**Your goal**
Rescale the part of the entries from the start through the line containing "165 79 L 168", and write out every line of that part again, requests included. In the answers only, multiply every number (the path ids and the coordinates alike) by 0.45 and round to a whole number, with halves rounding up. Leave the pictures out.

(Stored data entries)
▼▼▼

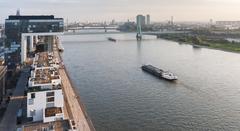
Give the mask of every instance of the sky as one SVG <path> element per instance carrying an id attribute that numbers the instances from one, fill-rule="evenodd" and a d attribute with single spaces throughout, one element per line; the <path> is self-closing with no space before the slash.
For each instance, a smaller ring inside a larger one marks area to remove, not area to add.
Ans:
<path id="1" fill-rule="evenodd" d="M 240 0 L 0 0 L 0 23 L 8 15 L 50 15 L 69 22 L 135 20 L 150 14 L 151 21 L 240 20 Z"/>

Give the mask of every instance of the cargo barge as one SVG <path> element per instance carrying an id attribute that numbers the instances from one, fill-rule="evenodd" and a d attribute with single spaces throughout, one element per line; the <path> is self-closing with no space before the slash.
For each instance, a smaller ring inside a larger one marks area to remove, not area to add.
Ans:
<path id="1" fill-rule="evenodd" d="M 117 42 L 117 40 L 116 40 L 116 39 L 114 39 L 114 38 L 111 38 L 111 37 L 108 37 L 108 40 L 109 40 L 109 41 L 112 41 L 112 42 Z"/>
<path id="2" fill-rule="evenodd" d="M 165 79 L 168 81 L 175 81 L 178 79 L 178 77 L 176 75 L 174 75 L 173 73 L 156 68 L 152 65 L 143 65 L 141 68 L 143 71 L 146 71 L 158 78 L 162 78 L 162 79 Z"/>

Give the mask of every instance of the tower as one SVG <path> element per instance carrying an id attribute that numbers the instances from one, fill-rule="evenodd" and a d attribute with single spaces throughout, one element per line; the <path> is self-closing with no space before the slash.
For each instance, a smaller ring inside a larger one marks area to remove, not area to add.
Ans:
<path id="1" fill-rule="evenodd" d="M 150 25 L 150 15 L 149 14 L 146 16 L 146 24 Z"/>
<path id="2" fill-rule="evenodd" d="M 20 9 L 17 9 L 16 16 L 20 16 Z"/>
<path id="3" fill-rule="evenodd" d="M 143 19 L 144 18 L 144 19 Z M 137 16 L 137 40 L 142 40 L 142 25 L 145 23 L 145 17 L 142 15 Z"/>

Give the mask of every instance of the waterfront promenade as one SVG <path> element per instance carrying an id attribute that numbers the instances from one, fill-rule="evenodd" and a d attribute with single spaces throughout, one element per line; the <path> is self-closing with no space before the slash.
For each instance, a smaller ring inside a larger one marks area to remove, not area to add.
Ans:
<path id="1" fill-rule="evenodd" d="M 15 131 L 16 130 L 16 119 L 17 111 L 22 108 L 24 99 L 24 88 L 27 85 L 29 76 L 29 68 L 24 68 L 21 71 L 16 89 L 11 96 L 10 103 L 8 104 L 7 110 L 4 113 L 3 119 L 0 123 L 0 131 Z"/>
<path id="2" fill-rule="evenodd" d="M 62 62 L 62 58 L 60 56 L 60 53 L 58 51 L 57 45 L 54 44 L 53 48 L 54 56 Z M 64 65 L 61 64 L 61 67 L 59 69 L 59 74 L 62 79 L 62 86 L 63 86 L 63 92 L 64 92 L 64 98 L 66 100 L 66 109 L 69 115 L 69 119 L 73 120 L 75 123 L 75 127 L 77 130 L 80 131 L 95 131 L 91 120 L 87 117 L 85 108 L 83 104 L 80 102 L 80 97 L 74 90 L 74 87 L 71 83 L 71 80 L 67 74 L 66 69 L 64 68 Z"/>

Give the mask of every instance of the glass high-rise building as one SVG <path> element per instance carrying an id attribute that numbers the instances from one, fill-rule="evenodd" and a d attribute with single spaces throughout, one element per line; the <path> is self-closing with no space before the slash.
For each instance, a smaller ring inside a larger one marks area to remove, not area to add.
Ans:
<path id="1" fill-rule="evenodd" d="M 5 47 L 9 50 L 5 53 L 5 63 L 8 70 L 14 69 L 21 61 L 21 34 L 41 32 L 63 32 L 63 18 L 55 18 L 53 15 L 10 15 L 5 20 Z"/>

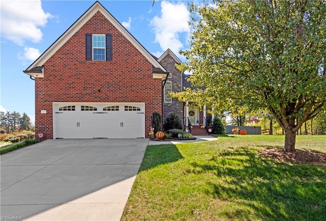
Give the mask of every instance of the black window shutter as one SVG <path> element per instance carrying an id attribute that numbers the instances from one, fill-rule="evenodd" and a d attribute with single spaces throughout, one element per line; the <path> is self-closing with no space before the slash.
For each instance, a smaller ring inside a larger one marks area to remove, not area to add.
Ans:
<path id="1" fill-rule="evenodd" d="M 86 34 L 86 61 L 92 61 L 93 55 L 92 53 L 92 34 Z"/>
<path id="2" fill-rule="evenodd" d="M 112 61 L 112 35 L 105 35 L 105 53 L 106 61 Z"/>

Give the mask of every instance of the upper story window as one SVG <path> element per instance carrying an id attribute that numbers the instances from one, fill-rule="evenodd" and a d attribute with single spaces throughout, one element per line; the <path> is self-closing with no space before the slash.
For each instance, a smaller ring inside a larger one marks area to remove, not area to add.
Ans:
<path id="1" fill-rule="evenodd" d="M 59 107 L 59 111 L 75 111 L 75 106 L 65 106 Z"/>
<path id="2" fill-rule="evenodd" d="M 112 35 L 86 34 L 86 61 L 112 60 Z"/>
<path id="3" fill-rule="evenodd" d="M 105 36 L 104 35 L 93 36 L 93 60 L 105 60 Z"/>
<path id="4" fill-rule="evenodd" d="M 171 80 L 167 80 L 164 86 L 164 102 L 171 103 L 172 102 L 172 96 L 170 94 L 172 91 L 172 82 Z"/>

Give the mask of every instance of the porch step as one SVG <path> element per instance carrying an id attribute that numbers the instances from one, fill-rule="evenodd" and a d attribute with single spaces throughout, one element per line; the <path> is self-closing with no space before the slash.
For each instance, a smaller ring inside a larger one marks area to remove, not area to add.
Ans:
<path id="1" fill-rule="evenodd" d="M 191 133 L 192 134 L 196 135 L 209 135 L 206 131 L 206 128 L 202 128 L 199 126 L 193 126 L 193 128 L 191 128 Z"/>

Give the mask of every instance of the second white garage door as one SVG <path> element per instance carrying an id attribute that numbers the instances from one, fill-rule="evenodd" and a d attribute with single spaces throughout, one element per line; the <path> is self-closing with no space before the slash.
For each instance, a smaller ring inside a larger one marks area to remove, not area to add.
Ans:
<path id="1" fill-rule="evenodd" d="M 145 137 L 143 103 L 53 103 L 53 138 Z"/>

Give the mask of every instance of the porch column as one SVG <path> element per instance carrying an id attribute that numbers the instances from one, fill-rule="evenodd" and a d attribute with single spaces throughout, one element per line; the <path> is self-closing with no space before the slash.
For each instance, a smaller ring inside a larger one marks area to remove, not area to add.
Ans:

▲▲▲

**Exercise output**
Give the mask of every instance of the sky as one SVG <path> element per instance carrying an id attribute that numbers the instances from one, fill-rule="evenodd" and a d attribute with single spaces throughout, one element per line; the <path> is self-closing with no space before the slash.
For each instance, a smaller ring inside a larger one marks area to remove, not area to add.
Ans:
<path id="0" fill-rule="evenodd" d="M 108 0 L 0 0 L 0 10 L 4 7 L 23 7 L 31 10 L 61 9 L 68 6 L 68 9 L 108 9 Z"/>

Give the mask of every instance of the cargo barge as one SVG <path> element per instance carrying an id attribute that numbers the instances from one, fill-rule="evenodd" and a d attribute with single spaces throughout, one element per line; the <path> is self-closing with no space before the slash.
For each instance, a smaller ring inside a larger one marks area to remove, not area to add.
Ans:
<path id="0" fill-rule="evenodd" d="M 53 19 L 53 18 L 52 18 L 52 18 L 51 18 L 51 17 L 50 17 L 50 17 L 49 17 L 49 18 L 49 18 L 49 18 L 50 18 L 50 19 Z"/>
<path id="1" fill-rule="evenodd" d="M 74 36 L 76 36 L 79 36 L 80 36 L 80 35 L 79 34 L 78 34 L 78 33 L 70 31 L 68 29 L 64 29 L 63 31 L 64 32 L 66 32 L 71 35 L 73 35 L 73 36 Z"/>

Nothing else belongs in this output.